Extracted text:
For more intuitions on Extinction-level Goodhart's Law might only hold in complicated models, see the previous post Dynamics Crucial to AI Risk Seem to Make for Complicated Models.

Why does all of this matter?

All of this might seem technical and boring, but I think it actually has very important implications for AI advocacy.

First, some people are sceptical of AI risk because of the reasoning that "if the AI risk is real, people should be able to produce solid arguments that it is real. Such as mathematical proofs, or other arguments based on rigorous models". And in general, I am quite sympathetic to this reasoning. But the observations above suggest that, in the particular case of AI, this reasoning doesn't work. Because if your model is simple enough that you can make rigorous arguments about it, it is too simple for the Weak Version of Extinction-level Goodhart's Law to hold.

Data entries:
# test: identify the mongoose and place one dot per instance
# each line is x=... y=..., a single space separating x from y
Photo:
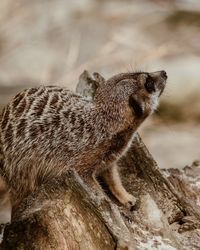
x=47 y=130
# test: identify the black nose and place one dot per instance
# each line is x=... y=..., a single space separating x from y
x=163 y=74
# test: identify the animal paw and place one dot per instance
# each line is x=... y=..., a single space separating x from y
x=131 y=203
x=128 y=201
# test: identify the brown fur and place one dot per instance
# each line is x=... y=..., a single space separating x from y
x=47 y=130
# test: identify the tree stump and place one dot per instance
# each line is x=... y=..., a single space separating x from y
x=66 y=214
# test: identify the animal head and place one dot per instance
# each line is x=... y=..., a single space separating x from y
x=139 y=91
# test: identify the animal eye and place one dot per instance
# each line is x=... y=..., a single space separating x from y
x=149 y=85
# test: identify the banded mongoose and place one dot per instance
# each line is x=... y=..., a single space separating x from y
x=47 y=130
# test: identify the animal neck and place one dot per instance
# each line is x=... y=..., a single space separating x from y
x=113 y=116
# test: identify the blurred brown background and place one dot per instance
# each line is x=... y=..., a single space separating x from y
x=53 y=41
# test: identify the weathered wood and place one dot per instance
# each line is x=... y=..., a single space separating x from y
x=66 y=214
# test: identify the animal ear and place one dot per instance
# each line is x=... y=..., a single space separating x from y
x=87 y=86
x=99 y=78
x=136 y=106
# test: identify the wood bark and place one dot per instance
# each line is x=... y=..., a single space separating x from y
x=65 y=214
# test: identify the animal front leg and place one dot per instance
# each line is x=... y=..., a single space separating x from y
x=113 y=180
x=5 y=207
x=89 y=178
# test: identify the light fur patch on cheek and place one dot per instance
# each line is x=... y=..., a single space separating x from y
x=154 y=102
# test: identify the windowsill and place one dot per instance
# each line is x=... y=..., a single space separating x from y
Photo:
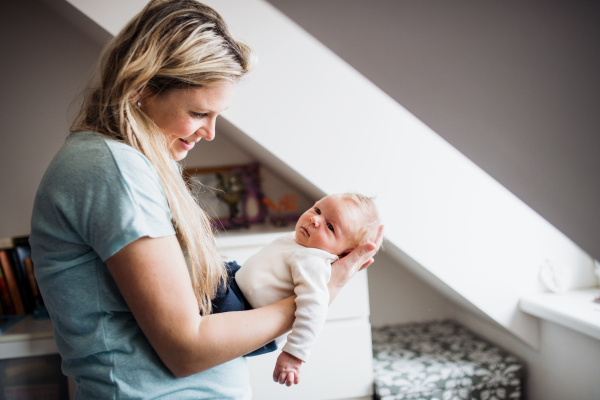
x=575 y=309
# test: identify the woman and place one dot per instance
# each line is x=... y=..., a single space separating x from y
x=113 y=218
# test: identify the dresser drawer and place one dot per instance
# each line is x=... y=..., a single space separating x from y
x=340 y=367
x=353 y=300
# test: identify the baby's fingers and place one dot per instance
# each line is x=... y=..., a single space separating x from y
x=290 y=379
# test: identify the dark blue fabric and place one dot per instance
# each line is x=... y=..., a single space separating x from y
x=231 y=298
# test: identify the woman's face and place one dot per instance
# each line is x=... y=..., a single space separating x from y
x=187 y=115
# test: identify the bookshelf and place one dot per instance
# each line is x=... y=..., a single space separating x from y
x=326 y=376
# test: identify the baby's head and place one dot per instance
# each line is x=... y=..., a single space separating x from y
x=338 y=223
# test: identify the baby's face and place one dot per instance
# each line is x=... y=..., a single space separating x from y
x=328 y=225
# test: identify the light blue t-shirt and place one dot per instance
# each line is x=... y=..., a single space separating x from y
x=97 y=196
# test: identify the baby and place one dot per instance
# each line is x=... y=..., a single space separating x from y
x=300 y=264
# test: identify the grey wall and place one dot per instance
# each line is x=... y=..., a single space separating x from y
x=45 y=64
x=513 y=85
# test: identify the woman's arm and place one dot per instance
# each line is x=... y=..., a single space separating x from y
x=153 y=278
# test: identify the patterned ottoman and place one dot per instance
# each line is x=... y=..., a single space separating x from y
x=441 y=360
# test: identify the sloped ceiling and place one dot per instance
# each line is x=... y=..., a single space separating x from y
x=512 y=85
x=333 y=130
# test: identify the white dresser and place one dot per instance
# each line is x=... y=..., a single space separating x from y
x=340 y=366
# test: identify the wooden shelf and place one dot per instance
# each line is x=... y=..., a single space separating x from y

The tasks:
1. Replace "reasoning" with "line of thought" in the Goodhart's Law text from "Why does all" up to and including "Law to hold.", and give that stretch back.
2. Answer these questions about the Goodhart's Law text:
(a) Which previous post does it name for more intuitions?
(b) What area does the author say these points have important implications for?
(c) What does it say fails to hold when a model is simple enough for rigorous arguments?

Results of the exercise:
1.
Why does all of this matter?

All of this might seem technical and boring, but I think it actually has very important implications for AI advocacy.

First, some people are sceptical of AI risk because of the line of thought that "if the AI risk is real, people should be able to produce solid arguments that it is real. Such as mathematical proofs, or other arguments based on rigorous models". And in general, I am quite sympathetic to this line of thought. But the observations above suggest that, in the particular case of AI, this line of thought doesn't work. Because if your model is simple enough that you can make rigorous arguments about it, it is too simple for the Weak Version of Extinction-level Goodhart's Law to hold.

2.
(a) Dynamics Crucial to AI Risk Seem to Make for Complicated Models
(b) AI advocacy
(c) The Weak Version of Extinction-level Goodhart's Law